▸ Work required
Update the lines from the one containing "one marker per instance, written like [600,154]" through the final line, swapping "arid hill slope" for "dry hillside" and keeping everything else unchanged.

*** Data extract

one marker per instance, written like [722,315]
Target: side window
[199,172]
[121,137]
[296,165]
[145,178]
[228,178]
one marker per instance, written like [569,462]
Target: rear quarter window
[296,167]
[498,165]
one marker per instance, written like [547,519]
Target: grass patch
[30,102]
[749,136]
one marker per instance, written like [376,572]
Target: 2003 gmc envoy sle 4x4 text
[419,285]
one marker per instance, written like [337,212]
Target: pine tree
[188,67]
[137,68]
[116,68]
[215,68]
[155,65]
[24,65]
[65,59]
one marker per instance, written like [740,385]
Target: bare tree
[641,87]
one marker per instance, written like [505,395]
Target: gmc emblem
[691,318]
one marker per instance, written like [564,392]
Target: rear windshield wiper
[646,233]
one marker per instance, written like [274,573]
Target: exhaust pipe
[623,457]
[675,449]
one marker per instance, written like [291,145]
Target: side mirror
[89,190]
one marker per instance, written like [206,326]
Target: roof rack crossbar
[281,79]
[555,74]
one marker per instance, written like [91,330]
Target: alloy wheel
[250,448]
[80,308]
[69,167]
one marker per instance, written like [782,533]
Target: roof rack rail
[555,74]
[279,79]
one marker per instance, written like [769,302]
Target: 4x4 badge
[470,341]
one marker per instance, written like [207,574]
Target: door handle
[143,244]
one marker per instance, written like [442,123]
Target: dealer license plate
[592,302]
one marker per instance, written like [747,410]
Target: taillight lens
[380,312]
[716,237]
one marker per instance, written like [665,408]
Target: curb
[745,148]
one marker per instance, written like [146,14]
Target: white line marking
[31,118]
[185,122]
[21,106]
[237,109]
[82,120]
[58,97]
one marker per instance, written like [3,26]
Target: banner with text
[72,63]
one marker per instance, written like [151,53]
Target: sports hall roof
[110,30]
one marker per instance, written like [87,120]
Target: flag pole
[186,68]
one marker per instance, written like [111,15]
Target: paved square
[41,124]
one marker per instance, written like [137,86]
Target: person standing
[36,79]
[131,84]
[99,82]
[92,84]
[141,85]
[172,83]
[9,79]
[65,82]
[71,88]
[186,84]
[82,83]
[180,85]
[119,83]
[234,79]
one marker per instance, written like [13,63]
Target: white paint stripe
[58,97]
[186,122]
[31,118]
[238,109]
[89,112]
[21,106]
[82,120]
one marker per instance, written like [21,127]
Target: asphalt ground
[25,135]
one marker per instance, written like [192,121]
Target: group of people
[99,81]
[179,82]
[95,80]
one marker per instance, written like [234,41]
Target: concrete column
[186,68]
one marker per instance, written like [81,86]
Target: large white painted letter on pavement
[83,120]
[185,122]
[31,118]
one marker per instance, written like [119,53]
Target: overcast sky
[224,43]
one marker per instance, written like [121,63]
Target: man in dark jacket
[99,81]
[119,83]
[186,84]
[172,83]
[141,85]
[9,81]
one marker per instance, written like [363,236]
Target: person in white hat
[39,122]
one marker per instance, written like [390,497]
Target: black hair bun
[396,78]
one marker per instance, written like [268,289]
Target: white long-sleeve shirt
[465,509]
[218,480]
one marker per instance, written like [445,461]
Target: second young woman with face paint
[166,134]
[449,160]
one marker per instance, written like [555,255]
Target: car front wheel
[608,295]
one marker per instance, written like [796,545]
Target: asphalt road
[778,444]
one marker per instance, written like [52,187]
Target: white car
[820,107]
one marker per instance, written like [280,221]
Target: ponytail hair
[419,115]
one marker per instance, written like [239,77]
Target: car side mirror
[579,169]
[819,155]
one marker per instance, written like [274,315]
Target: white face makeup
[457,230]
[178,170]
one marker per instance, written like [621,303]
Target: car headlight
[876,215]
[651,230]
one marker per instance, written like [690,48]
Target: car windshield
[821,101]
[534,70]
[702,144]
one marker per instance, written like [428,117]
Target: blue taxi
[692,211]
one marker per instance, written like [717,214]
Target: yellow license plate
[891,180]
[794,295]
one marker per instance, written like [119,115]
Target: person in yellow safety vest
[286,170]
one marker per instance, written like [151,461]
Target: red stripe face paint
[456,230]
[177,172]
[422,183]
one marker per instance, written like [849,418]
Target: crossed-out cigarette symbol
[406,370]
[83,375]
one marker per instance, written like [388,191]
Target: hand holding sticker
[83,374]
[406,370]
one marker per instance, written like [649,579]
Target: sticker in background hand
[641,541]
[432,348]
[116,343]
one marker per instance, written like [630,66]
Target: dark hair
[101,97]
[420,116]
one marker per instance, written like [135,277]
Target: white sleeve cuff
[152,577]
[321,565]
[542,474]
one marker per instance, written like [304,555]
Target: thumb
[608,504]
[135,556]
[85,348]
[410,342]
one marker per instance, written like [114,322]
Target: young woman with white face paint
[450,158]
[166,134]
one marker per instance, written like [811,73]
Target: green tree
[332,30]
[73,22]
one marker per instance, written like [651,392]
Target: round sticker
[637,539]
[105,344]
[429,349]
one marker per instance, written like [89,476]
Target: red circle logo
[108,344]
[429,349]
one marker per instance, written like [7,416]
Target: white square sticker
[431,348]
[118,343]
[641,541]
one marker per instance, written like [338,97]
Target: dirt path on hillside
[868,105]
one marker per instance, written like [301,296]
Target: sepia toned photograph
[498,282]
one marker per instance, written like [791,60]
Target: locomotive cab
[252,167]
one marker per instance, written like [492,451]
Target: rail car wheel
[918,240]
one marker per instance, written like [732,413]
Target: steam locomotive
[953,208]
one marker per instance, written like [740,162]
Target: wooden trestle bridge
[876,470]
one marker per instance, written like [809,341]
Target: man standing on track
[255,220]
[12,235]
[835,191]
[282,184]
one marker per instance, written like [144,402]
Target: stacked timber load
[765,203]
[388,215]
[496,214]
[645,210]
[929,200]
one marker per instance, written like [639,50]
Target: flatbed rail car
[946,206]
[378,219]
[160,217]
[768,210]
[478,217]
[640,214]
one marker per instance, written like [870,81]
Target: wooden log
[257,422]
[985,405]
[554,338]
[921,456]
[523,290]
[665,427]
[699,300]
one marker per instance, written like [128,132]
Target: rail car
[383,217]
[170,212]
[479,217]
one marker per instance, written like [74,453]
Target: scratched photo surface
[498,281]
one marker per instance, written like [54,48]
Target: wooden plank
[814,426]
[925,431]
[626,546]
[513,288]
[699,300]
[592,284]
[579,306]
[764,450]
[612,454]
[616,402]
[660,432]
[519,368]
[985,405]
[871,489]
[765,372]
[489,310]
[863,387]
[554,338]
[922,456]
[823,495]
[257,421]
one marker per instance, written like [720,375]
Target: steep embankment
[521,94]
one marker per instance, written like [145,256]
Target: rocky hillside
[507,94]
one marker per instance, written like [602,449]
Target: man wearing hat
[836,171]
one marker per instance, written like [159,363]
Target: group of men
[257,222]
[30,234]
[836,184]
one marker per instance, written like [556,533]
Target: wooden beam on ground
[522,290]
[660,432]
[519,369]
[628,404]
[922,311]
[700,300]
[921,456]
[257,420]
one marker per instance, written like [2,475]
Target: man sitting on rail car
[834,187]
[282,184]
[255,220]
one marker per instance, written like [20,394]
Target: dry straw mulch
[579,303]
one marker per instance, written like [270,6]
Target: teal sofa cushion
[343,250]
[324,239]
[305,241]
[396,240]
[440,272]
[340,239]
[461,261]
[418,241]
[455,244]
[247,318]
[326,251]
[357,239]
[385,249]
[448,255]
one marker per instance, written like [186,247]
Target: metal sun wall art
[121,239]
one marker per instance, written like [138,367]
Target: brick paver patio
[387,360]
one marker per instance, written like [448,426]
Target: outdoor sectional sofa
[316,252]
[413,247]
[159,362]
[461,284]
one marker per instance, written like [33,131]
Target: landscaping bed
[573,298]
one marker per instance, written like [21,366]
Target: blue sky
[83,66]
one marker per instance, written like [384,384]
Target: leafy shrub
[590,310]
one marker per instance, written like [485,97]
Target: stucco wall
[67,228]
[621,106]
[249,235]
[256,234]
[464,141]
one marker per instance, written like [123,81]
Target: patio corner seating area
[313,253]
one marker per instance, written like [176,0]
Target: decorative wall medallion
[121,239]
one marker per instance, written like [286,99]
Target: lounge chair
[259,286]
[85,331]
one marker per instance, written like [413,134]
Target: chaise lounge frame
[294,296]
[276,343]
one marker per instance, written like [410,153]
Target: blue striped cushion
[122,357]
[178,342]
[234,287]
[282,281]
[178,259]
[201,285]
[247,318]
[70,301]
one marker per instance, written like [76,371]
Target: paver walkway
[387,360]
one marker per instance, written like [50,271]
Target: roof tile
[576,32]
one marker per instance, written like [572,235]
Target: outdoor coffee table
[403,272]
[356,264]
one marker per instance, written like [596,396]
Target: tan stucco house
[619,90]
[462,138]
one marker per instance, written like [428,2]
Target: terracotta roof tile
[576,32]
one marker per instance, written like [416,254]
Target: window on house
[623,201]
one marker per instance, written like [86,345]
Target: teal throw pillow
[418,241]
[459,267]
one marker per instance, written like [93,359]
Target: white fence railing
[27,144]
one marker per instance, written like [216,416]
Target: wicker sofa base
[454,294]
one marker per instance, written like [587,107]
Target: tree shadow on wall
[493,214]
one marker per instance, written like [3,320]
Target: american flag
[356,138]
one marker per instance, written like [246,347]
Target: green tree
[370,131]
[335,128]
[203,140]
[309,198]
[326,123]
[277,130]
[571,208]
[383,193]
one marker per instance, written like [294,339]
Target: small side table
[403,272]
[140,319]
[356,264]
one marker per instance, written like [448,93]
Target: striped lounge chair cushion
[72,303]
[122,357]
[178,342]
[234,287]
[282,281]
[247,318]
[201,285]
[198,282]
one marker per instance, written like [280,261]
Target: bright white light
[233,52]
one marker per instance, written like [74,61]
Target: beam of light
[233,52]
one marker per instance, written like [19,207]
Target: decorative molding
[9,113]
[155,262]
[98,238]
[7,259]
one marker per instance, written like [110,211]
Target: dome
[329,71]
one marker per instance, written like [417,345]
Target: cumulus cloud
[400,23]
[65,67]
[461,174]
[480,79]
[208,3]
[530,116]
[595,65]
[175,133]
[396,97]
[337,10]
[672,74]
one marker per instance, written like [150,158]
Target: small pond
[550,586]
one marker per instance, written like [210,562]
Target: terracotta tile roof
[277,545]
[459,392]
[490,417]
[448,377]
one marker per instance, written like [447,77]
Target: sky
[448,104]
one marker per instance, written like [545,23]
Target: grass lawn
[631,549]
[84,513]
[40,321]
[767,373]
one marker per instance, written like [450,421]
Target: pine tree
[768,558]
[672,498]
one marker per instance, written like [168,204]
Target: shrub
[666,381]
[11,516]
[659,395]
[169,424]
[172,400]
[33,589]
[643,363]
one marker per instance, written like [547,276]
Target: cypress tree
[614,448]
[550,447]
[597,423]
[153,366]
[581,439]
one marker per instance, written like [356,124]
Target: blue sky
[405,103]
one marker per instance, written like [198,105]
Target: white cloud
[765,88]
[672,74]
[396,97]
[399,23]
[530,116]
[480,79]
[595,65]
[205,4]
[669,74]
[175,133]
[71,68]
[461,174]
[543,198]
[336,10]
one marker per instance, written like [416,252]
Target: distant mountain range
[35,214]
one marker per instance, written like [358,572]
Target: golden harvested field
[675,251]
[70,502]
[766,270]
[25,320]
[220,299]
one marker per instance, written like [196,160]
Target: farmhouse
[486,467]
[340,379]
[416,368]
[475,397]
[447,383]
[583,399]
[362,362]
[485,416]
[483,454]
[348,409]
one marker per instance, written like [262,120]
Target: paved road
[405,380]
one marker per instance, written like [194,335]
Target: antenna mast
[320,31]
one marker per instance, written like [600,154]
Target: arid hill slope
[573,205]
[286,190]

******

▸ Written reply
one marker per instance, written like [600,154]
Target: dry hillside
[573,205]
[286,190]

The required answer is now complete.